-- begin Task data --

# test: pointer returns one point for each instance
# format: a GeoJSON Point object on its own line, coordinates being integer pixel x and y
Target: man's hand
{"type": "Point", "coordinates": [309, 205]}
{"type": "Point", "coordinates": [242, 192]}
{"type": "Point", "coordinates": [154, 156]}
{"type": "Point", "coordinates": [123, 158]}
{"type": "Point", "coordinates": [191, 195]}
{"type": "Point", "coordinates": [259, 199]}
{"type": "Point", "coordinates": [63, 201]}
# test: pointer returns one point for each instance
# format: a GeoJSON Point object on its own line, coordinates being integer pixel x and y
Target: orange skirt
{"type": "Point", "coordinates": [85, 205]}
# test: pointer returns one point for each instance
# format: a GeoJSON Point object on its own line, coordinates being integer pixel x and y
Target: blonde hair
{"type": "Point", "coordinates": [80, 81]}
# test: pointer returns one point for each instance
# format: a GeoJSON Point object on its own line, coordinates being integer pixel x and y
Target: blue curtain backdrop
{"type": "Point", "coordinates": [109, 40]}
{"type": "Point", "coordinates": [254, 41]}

-- end Task data --
-- begin Task data --

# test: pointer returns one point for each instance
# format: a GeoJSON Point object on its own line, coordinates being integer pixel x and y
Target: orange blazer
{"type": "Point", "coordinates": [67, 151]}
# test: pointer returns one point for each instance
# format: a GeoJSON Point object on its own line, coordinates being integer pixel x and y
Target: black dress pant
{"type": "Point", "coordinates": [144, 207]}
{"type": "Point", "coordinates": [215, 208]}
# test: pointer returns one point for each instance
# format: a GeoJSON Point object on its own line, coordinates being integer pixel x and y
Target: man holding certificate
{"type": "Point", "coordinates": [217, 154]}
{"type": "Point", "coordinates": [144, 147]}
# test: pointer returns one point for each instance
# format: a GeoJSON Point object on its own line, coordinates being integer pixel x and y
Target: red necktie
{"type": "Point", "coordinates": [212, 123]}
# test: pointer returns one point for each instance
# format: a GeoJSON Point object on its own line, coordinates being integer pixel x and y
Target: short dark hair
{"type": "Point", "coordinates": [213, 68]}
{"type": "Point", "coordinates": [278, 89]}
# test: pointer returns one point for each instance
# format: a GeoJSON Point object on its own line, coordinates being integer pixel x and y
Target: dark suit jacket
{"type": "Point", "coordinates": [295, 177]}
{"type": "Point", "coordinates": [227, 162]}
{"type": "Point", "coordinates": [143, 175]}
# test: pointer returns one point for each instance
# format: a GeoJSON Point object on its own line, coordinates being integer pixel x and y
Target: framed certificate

-- end Task data --
-- begin Task data --

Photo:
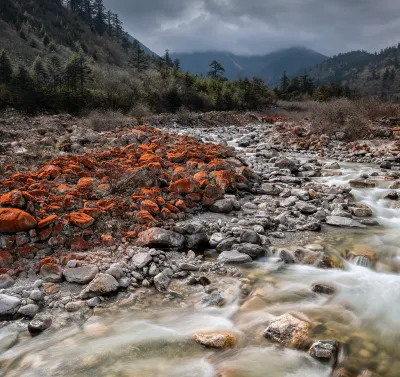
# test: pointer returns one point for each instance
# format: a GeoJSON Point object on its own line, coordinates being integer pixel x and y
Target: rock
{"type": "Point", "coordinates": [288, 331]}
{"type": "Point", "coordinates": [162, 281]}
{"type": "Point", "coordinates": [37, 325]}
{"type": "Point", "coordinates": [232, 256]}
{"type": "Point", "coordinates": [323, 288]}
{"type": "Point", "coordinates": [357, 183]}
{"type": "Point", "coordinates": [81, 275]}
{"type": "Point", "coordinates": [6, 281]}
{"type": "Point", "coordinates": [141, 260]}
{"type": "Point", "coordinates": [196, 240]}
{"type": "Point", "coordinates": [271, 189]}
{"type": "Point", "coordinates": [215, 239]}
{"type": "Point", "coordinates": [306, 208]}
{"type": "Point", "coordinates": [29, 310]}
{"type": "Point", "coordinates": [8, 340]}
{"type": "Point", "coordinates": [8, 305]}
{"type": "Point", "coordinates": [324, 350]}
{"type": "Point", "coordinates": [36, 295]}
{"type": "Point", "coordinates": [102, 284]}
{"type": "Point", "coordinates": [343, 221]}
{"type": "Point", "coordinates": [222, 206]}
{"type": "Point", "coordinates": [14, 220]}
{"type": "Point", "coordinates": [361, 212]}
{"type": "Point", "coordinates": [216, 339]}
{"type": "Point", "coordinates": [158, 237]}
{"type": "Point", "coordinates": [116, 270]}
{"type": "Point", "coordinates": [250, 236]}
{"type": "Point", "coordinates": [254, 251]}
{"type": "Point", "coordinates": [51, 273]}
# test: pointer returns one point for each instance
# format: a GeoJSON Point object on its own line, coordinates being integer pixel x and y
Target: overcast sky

-- end Task data --

Gather every line in the entries above that contains the string "hair", paying attention to case. Copy each matching line in full.

Target: blonde hair
Target: short dark hair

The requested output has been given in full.